* What you should do
Find "earring in the image.", then copy its line and every later line of the entries exactly through the end, leaving all pictures out.

━━━━━━━━━━━━━━━━━━━━

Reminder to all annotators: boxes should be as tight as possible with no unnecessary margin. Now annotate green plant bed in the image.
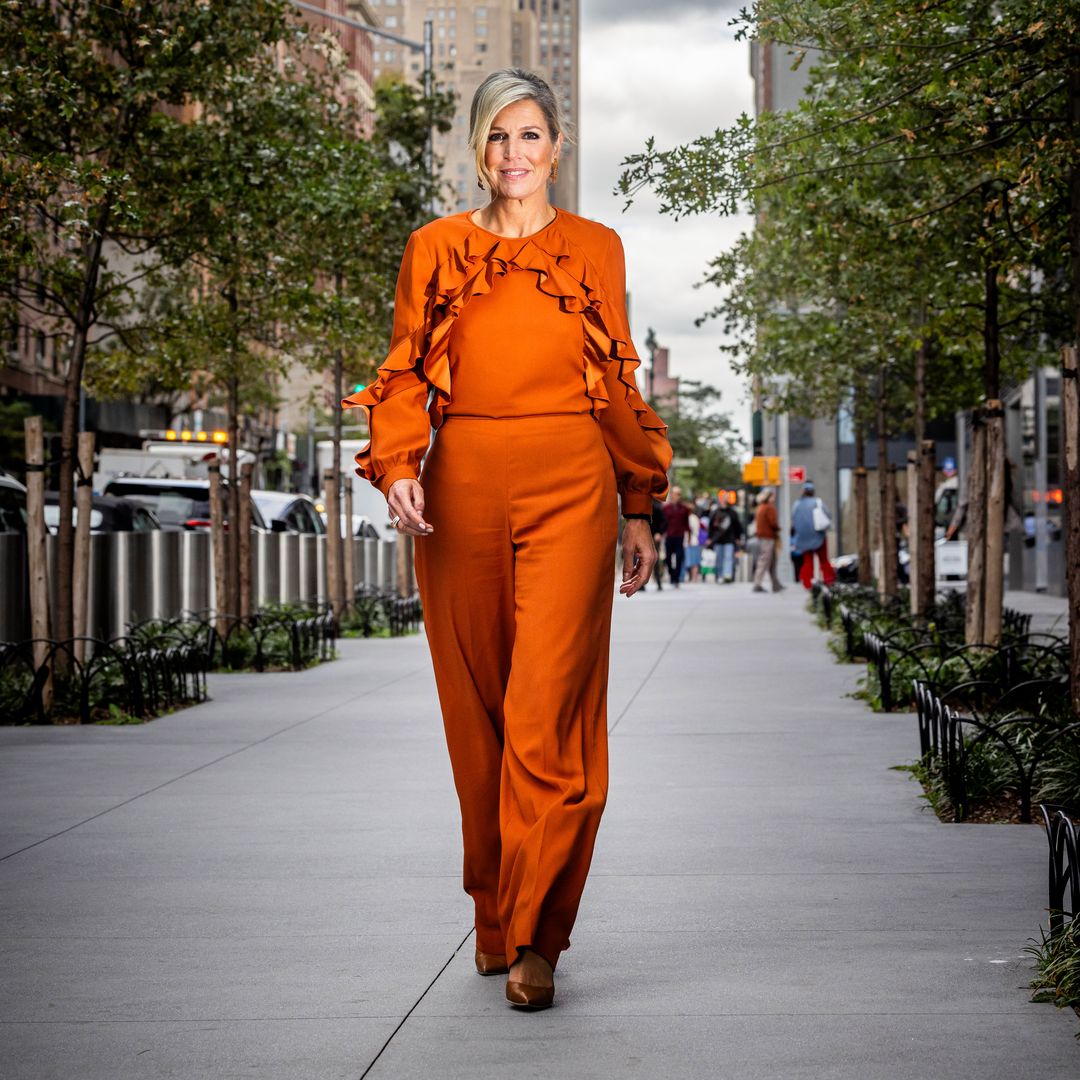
[899,726,1080,824]
[340,626,418,640]
[1028,917,1080,1033]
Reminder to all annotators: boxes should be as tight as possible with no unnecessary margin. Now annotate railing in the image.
[914,679,1078,823]
[1038,804,1080,937]
[0,634,209,725]
[0,603,345,724]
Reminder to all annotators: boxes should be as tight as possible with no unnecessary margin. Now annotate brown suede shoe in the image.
[474,949,509,976]
[505,979,555,1009]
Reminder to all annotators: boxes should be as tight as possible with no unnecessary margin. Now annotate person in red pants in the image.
[791,481,836,589]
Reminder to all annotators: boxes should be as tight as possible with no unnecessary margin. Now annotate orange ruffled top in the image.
[341,209,672,516]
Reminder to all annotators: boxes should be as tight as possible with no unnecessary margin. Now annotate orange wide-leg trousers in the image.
[414,413,618,971]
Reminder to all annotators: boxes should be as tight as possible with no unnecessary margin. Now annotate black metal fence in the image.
[915,679,1079,823]
[1038,804,1080,937]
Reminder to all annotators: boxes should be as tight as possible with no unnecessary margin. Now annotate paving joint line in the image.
[608,600,703,736]
[0,664,426,865]
[357,928,474,1080]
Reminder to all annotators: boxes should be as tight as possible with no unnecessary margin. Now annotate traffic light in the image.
[741,456,781,486]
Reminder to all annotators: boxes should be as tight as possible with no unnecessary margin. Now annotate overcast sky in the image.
[578,1,754,439]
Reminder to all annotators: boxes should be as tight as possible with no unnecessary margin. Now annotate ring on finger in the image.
[390,516,401,528]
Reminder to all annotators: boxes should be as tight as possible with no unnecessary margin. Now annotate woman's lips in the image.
[501,169,529,179]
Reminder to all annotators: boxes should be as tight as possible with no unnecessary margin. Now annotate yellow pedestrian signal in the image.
[741,456,781,487]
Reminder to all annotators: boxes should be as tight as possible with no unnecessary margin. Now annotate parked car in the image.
[251,490,326,535]
[833,545,911,585]
[321,512,386,540]
[103,477,268,532]
[0,471,27,533]
[43,492,161,533]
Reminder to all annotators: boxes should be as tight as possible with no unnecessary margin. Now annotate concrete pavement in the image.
[0,582,1076,1079]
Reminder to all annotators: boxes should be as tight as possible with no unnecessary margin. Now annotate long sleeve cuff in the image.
[620,492,654,517]
[374,465,419,498]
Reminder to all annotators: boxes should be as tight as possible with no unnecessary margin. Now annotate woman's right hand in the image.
[387,478,434,537]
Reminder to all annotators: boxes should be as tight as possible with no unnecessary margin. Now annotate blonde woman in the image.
[343,69,671,1010]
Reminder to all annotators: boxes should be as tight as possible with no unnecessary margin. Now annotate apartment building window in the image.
[449,7,455,19]
[475,24,487,36]
[384,14,398,26]
[438,25,445,36]
[475,5,487,16]
[8,319,19,361]
[476,41,487,51]
[35,330,46,368]
[448,25,455,37]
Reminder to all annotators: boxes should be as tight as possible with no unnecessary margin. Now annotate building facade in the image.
[369,0,579,213]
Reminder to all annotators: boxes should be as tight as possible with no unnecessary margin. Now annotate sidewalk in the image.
[1,584,1076,1079]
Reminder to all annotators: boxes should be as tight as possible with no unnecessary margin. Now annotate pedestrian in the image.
[791,481,836,589]
[685,502,703,582]
[751,489,784,592]
[661,485,691,586]
[341,68,672,1010]
[649,496,667,590]
[707,499,743,583]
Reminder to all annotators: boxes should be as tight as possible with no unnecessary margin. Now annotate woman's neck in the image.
[471,196,556,239]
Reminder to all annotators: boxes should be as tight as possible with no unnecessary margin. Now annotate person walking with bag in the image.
[791,480,836,589]
[341,69,672,1010]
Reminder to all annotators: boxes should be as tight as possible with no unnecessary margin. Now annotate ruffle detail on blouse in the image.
[341,217,668,480]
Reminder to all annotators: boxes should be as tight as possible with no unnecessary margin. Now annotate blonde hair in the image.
[468,69,571,193]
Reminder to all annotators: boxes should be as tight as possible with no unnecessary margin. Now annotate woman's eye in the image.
[523,132,539,139]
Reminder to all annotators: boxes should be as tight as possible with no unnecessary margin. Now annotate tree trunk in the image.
[917,438,937,625]
[854,414,871,587]
[24,417,50,666]
[343,480,355,614]
[910,332,936,621]
[329,270,346,617]
[209,463,227,638]
[876,373,898,598]
[239,461,254,619]
[907,451,919,615]
[1060,346,1079,716]
[56,204,111,646]
[323,468,341,620]
[983,400,1005,646]
[226,368,241,618]
[72,431,95,663]
[965,416,988,645]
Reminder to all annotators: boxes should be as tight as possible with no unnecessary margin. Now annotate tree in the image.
[618,0,1074,645]
[292,77,454,615]
[655,380,745,494]
[0,0,300,641]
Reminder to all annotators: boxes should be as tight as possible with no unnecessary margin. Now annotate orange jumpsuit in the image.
[342,209,671,970]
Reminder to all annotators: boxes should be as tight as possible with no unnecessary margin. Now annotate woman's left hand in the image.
[620,518,657,598]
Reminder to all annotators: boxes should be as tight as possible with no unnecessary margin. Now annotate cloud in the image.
[580,8,755,439]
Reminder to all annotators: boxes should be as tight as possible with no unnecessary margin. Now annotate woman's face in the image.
[484,98,560,202]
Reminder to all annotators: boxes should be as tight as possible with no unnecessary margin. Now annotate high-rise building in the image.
[370,0,579,213]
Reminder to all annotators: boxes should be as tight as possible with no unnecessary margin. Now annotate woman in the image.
[342,69,672,1010]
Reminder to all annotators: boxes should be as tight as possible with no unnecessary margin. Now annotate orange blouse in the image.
[341,209,672,516]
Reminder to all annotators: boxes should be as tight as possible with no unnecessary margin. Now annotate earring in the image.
[477,176,485,190]
[550,158,559,183]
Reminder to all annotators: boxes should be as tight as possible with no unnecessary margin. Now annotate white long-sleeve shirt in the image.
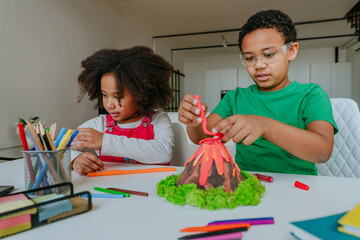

━━━━━━━━━━━━━━━━━━━━

* Answer to the exercise
Reminder to all annotators: boxes should be as tight as possible with no unnecessary margin. Now annotate earring in the image.
[477,176,485,190]
[550,158,559,183]
Reminder to all annotators: boxes should be as tight as possible with no unnecessary margin. Now annotate white long-sleeve shirt in the image.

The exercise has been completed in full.